PAGE EXCERPT:
>> START

|
|
|
Talk of the day -- Rules ready for financial exchanges with China
2010/03/17 20:54:59 |
The Financial Supervisory Commission (FSC) unveiled Tuesday new regulations governing cross-Taiwan Strait market access for the banking, securities brokerage and insurance sectors, laying the groundwork for financial institutions on either side of the strait to enter each other's market.
Under new regulations that took effect immediately, Taiwanese financial institutions including banks, insurance companies and securities firms are entitled to two of three options: establishing representative offices, opening branches or subsidiaries, and holding stakes in a Chinese bank or firm.
In contrast, Chinese banks will only be allowed to set up representative offices and branches in Taiwan or acquire stakes in Taiwanese banks, but will be barred from setting up subsidiaries.
The FSC also imposed a "sunrise" clause for Chinese banks to buy stakes in local banks, with the timing for such opening hinging on negotiations for the proposed cross-strait economic cooperation framework agreement (ECFA).
While financial service providers hailed the new market opening move, some academics cautioned that Taiwan's banking system and financial market may become more volatile and that Chinese banks could dominate Taiwan's financial market through mergers and acquisitions.
The following are excerpts from local media coverage of the issue: Economic Daily News:
In an effort to prevent the entry of Chinese banks from having a drastic impact on Taiwan's financial market, the FSC has set high thresholds for Chinese banks to enter Taiwan.
Only those that rank among the world's top 1,000 banks, have operated in member countries of the Organization for Economic Co-operation and Development (OECD) for more than two years and have not committed major violations of rules will be permitted.
According to FSC estimates, only five Chinese banks will qualify to enter the local financial market.
Initially, Chinese banks can only set up representative or liaison offices in Taiwan. Two years later, they may apply to upgrade the liaison offices to branches.

>> END

PROVIDED MATERIAL:
>> START

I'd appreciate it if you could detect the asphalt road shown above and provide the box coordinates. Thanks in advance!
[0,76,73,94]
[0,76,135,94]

>> END

EXERCISE TASKS:
[1] Answer these from the article on cross-strait financial rules:
(a) How many Chinese banks does the FSC estimate will qualify to enter the local financial market?
(b) What are Chinese banks barred from setting up in Taiwan?
(c) What does the timing of the "sunrise" clause for Chinese banks buying stakes in local banks depend on?
[2] List every condition a Chinese bank must meet to be permitted to enter Taiwan, as given in the article on cross-strait financial rules.

RESPONSES BY TASK:
[1]
(a) Five.
(b) Subsidiaries.
(c) Negotiations for the proposed cross-strait economic cooperation framework agreement (ECFA).

[2]
- Rank among the world's top 1,000 banks
- Have operated in member countries of the Organization for Economic Co-operation and Development (OECD) for more than two years
- Have not committed major violations of rules